▶ **原文**
而与屈大均同时期,全国名声最响的诗派是“江左三大家”(钱谦益、吴伟业、龚鼎孳,“江左”作为地域泛称与“江南”重合),三人都是明朝旧官,入清之后都失节出仕。所以按儒家价值观,三人都属“贰臣”:蒙旧主之恩却为旧主的敌人效力,品德情操不可取。而左江三大家诗作有个共同特色是“采藻新丽”,即“才情焕发,声律绵丽”。乾隆时期的诗人、诗论家洪亮吉,曾在一首诗中评论这两个诗派:“药亭独漉许相参,吟苦时同佛一龛。尚得古贤雄直气,岭南犹似胜江南”(洪亮吉《论诗截句二十首》)。其“雄直”二字,后世不少诗论家认为可以匹配屈大均或岭南三大家的诗风。
何谓“雄直”?屈大均说过一段话,似乎可作注释:“吾粤诗始曲江,以正始元音先开风气。千余年以来,作者彬彬,家三唐而户汉魏,皆谨守曲江规矩,无敢以新声野体而伤大雅,与天下之为袁、徐,为钟、谭,为宋、元者俱变。故推诗风之正者,吾粤为先”(屈大均《翁山文外》)。屈大均意思是:粤地诗风创始者是盛唐大诗人张九龄(韶州曲江——今广东韶关曲江区人士,曾任玄宗的宰相),传承发扬者有明朝诗人区大相。张九龄在诗歌创作上讲究继承汉魏传统,上溯《离骚》形成唐诗正音,这就是粤地诗人追随的“曲江规矩”。大概就可以理解为古贤雄直气。与此相反的是某些信心而出、信口而发、生硬模仿的“新声野体”诗派,例如当时的公安派、竟陵派等。那么岭南三大家的古贤雄直气,与江左三大家采藻新丽相比,就必然技高一筹。
诗的“雄直气”同时也指题材内容,中唐有元白诗派主张“救济人病,裨补时阙”,韩孟诗派更直接提倡“不平则鸣”,正如南宋诗论家所讲:“唐人歌诗,其于先世及当时事,直辞咏寄,略无避隐,至宫禁嬖昵,非外间所应知者,皆反复极言,而上之人亦不以为罪”(洪迈《容斋续笔》卷二《唐诗无讳避》)。这种对时事“直辞咏寄,略无避隐”的风气,无疑属唐诗的主流正音。当时的南粤地域,满清政权尚未站稳脚跟,相对于江左三大家而言,岭南三大家处于“文网不密”、言论控制尚不严苛的环境,因而屈大均能够发表直抒遗民情仇、揭露清军凶残暴戾的诗作。
萧散过青岁,狂歌未免愁。徒然书甲子,讵足当春秋。鲙鲤亲多喜,烹葵客亦留。厨床长食宿,懒更出门游。(屈大均《贫居作》)
丈夫求一饭,不到孟尝前。贫贱多知己,飘零及壮年。亲劳角弓赠,申以紫骝篇。此去非游猎,烟尘满朔天。(屈大均《罗生以角弓赠行》)

▶ **数据摘录**
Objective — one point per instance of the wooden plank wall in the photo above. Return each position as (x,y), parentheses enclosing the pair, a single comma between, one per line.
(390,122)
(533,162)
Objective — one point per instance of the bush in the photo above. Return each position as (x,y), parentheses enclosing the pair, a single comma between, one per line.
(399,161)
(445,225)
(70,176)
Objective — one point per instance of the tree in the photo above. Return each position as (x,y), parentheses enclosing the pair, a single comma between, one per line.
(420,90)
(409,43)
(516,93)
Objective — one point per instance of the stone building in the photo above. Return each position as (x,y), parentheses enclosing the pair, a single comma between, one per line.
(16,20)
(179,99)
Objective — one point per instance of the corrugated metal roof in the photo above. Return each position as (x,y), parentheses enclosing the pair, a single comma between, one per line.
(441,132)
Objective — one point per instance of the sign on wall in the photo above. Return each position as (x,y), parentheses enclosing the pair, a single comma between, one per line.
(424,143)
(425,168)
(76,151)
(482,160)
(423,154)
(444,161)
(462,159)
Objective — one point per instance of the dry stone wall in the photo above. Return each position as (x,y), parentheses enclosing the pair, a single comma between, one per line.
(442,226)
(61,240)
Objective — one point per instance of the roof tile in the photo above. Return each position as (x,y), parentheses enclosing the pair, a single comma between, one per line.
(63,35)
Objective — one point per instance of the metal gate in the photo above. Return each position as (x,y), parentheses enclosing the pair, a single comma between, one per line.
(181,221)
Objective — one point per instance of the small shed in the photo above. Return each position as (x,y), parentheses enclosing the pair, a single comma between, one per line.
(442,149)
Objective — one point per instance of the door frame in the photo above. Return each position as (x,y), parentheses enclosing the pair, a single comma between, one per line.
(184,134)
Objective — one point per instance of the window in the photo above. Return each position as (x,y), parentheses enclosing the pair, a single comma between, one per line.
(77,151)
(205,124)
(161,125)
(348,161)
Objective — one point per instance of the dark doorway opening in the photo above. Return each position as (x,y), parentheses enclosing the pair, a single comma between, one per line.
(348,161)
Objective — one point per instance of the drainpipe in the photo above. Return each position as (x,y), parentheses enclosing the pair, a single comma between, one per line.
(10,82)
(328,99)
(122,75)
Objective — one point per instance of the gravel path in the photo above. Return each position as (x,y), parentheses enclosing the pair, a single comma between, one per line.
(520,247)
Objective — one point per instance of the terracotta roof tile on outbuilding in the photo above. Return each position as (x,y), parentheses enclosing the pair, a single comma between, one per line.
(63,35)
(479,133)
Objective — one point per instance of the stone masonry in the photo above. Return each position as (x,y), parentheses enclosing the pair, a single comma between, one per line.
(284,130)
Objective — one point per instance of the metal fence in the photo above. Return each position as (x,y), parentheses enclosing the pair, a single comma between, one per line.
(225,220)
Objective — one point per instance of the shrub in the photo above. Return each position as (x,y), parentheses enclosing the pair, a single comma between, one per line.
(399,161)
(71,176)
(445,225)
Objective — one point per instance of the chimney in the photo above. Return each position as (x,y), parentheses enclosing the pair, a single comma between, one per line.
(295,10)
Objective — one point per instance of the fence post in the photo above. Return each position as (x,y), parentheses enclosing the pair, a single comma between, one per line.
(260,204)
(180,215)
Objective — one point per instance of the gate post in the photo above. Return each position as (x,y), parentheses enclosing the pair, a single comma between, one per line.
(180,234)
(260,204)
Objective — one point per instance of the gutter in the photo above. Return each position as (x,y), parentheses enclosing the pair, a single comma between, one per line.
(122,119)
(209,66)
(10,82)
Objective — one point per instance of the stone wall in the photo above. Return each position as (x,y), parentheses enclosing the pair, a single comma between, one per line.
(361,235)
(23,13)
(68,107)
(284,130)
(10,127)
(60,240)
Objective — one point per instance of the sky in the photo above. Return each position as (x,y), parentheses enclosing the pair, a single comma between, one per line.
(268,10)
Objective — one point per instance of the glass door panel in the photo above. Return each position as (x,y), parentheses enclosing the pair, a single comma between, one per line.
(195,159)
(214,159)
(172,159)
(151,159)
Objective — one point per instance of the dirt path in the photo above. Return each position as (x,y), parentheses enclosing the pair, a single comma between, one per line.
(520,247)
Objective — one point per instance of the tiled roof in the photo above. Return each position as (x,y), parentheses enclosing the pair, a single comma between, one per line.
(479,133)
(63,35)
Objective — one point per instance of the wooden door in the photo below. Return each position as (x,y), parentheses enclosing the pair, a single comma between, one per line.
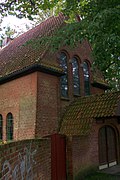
(107,147)
(58,157)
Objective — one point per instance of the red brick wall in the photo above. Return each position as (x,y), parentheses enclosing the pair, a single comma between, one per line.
(47,104)
(82,52)
(27,159)
(19,98)
(85,149)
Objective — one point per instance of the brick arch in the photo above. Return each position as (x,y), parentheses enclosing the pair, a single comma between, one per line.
(9,126)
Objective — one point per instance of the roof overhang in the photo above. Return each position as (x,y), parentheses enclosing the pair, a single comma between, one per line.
(29,70)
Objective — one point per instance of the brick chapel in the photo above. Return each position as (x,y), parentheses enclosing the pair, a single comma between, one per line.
(42,93)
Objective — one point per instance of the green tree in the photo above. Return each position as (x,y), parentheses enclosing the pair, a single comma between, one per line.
(99,22)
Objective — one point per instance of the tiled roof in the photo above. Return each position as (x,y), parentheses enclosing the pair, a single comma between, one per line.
(15,56)
(80,115)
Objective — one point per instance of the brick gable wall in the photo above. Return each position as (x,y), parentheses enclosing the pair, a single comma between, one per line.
(19,98)
(47,104)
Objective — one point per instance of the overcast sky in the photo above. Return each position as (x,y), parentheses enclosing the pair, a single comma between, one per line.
(15,23)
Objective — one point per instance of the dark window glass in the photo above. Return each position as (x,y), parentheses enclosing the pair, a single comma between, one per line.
(9,126)
(76,79)
(1,127)
(86,78)
(64,78)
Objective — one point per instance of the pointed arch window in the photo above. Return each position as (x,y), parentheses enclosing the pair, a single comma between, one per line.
(76,78)
(1,127)
(86,78)
(64,78)
(9,126)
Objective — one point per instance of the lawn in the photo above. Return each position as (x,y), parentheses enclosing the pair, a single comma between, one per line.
(98,176)
(101,176)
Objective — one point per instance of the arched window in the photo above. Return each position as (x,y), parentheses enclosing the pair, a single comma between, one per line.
(76,79)
(86,78)
(9,127)
(1,127)
(64,78)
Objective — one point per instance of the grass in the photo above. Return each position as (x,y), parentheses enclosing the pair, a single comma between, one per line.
(95,175)
(101,176)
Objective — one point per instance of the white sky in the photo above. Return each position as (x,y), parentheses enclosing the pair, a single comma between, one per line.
(15,23)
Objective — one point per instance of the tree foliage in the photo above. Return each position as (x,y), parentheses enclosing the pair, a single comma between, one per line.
(99,23)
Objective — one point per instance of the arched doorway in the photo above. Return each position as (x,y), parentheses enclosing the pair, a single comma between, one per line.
(107,147)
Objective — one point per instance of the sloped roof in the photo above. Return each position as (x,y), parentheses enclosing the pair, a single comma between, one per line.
(15,56)
(80,115)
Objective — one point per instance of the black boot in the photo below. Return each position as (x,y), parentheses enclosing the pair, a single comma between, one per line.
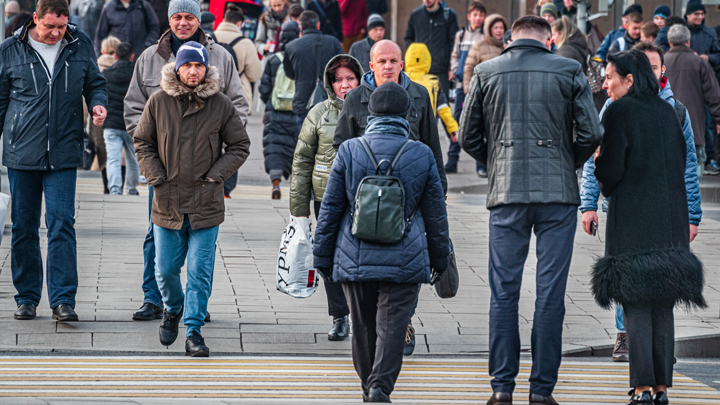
(339,329)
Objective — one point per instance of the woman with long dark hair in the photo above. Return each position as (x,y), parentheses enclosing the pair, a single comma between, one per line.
(648,266)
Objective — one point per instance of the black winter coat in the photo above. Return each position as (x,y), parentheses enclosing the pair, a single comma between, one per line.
(300,64)
(281,131)
(435,31)
(42,117)
(530,116)
(647,253)
(423,125)
(137,25)
(331,23)
(118,77)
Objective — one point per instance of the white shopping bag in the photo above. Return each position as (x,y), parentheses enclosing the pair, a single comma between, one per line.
(4,200)
(295,273)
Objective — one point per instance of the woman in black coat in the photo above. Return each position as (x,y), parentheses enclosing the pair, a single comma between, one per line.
(648,266)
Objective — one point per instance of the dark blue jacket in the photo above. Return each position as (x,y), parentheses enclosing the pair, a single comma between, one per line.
(42,117)
(424,246)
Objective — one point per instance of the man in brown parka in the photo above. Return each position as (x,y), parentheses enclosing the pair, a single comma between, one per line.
(179,142)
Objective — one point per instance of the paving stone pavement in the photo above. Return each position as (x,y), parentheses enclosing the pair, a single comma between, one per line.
(250,316)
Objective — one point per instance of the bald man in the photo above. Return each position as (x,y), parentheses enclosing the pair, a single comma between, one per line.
(386,65)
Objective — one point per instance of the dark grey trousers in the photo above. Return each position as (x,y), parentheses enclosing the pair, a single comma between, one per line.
(380,312)
(651,341)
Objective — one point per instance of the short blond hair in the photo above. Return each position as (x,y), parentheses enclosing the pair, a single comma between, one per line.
(109,44)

▶ **练习说明**
把原文中“而与屈大均同时期,全国名声最”与“藻新丽相比,就必然技高一筹。”之间的文字照原样誊抄一遍,首尾两处都包括在内。 列表取自另一来源,并非出自原文。

▶ **练习答案**
而与屈大均同时期,全国名声最响的诗派是“江左三大家”(钱谦益、吴伟业、龚鼎孳,“江左”作为地域泛称与“江南”重合),三人都是明朝旧官,入清之后都失节出仕。所以按儒家价值观,三人都属“贰臣”:蒙旧主之恩却为旧主的敌人效力,品德情操不可取。而左江三大家诗作有个共同特色是“采藻新丽”,即“才情焕发,声律绵丽”。乾隆时期的诗人、诗论家洪亮吉,曾在一首诗中评论这两个诗派:“药亭独漉许相参,吟苦时同佛一龛。尚得古贤雄直气,岭南犹似胜江南”(洪亮吉《论诗截句二十首》)。其“雄直”二字,后世不少诗论家认为可以匹配屈大均或岭南三大家的诗风。
何谓“雄直”?屈大均说过一段话,似乎可作注释:“吾粤诗始曲江,以正始元音先开风气。千余年以来,作者彬彬,家三唐而户汉魏,皆谨守曲江规矩,无敢以新声野体而伤大雅,与天下之为袁、徐,为钟、谭,为宋、元者俱变。故推诗风之正者,吾粤为先”(屈大均《翁山文外》)。屈大均意思是:粤地诗风创始者是盛唐大诗人张九龄(韶州曲江——今广东韶关曲江区人士,曾任玄宗的宰相),传承发扬者有明朝诗人区大相。张九龄在诗歌创作上讲究继承汉魏传统,上溯《离骚》形成唐诗正音,这就是粤地诗人追随的“曲江规矩”。大概就可以理解为古贤雄直气。与此相反的是某些信心而出、信口而发、生硬模仿的“新声野体”诗派,例如当时的公安派、竟陵派等。那么岭南三大家的古贤雄直气,与江左三大家采藻新丽相比,就必然技高一筹。